- **Stated task**:
Output an exact reproduction of the data.

- **Input records**:

## BEGIN

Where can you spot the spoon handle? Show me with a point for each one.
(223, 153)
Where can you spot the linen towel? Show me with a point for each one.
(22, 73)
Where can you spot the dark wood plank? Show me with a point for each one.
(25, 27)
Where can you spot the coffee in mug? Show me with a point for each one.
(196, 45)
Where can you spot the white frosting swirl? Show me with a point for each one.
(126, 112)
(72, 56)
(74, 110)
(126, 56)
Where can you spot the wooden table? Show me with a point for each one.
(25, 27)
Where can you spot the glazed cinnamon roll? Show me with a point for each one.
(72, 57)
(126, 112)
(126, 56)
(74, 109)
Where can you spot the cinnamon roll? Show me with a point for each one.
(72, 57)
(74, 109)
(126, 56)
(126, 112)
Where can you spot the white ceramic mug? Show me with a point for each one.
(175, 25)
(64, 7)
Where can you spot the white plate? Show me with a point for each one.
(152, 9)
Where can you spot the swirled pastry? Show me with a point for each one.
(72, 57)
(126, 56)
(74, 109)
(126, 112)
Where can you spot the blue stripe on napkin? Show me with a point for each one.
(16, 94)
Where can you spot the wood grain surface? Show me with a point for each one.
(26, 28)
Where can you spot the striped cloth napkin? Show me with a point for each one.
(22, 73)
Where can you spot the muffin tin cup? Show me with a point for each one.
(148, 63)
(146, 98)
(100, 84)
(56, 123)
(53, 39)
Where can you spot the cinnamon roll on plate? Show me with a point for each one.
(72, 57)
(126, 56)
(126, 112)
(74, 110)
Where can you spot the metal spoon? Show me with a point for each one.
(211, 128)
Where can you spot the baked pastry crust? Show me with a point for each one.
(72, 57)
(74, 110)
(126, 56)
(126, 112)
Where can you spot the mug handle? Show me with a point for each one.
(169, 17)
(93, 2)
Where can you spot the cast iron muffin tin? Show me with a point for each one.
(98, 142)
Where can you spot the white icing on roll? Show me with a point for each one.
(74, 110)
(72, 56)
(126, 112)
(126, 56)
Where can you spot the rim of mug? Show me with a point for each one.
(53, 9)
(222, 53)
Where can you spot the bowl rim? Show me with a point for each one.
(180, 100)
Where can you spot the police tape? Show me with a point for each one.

## END

- **Solved exercise**:
Where can you spot the spoon handle? Show me with a point for each one.
(223, 153)
Where can you spot the linen towel? Show me with a point for each one.
(22, 73)
Where can you spot the dark wood plank? Show me with a point for each one.
(25, 27)
Where can you spot the coffee in mug? Show me with a point for each one.
(196, 45)
Where can you spot the white frosting swirl? Show me with a point for each one.
(126, 112)
(72, 56)
(74, 110)
(126, 56)
Where can you spot the wooden table? Show me with a point for each one.
(25, 27)
Where can you spot the glazed cinnamon roll? Show me with a point for each one.
(72, 57)
(126, 112)
(126, 56)
(74, 109)
Where can you spot the cinnamon roll? Show me with a point for each one.
(72, 57)
(74, 109)
(126, 56)
(126, 112)
Where can you spot the white ceramic mug? Show me with a point for each one.
(175, 25)
(64, 7)
Where can you spot the white plate? Show me with a point for each one.
(152, 9)
Where can you spot the swirled pastry? Show me with a point for each one.
(72, 57)
(126, 56)
(74, 109)
(126, 112)
Where can you spot the blue stripe on napkin? Show me with a point for each one.
(16, 94)
Where can you spot the wood grain surface? Show me with a point for each one.
(26, 28)
Where can you spot the striped cloth napkin? Show me with a point for each one.
(22, 73)
Where can you spot the muffin tin cup? Show me with a point for each one.
(148, 63)
(146, 98)
(100, 84)
(56, 123)
(53, 39)
Where can you spot the cinnamon roll on plate? Show me with a point for each one.
(72, 57)
(126, 56)
(126, 112)
(74, 110)
Where can you spot the metal spoon? Show me with a point for each one.
(211, 128)
Where can you spot the baked pastry crust? Show me with a point for each one.
(72, 57)
(74, 110)
(126, 56)
(126, 112)
Where can you spot the mug handle? Show me with a point for each one.
(169, 17)
(93, 2)
Where can you spot the cast iron muffin tin? Show me with a point for each one.
(98, 142)
Where can you spot the white icing on roll? Show me with a point for each one.
(74, 110)
(72, 56)
(126, 112)
(126, 56)
Where can you spot the rim of mug? Show me with a point for each one.
(53, 9)
(222, 53)
Where can you spot the bowl rim? Show me with a point for each one.
(180, 100)
Where can you spot the police tape? Show me with a point for each one.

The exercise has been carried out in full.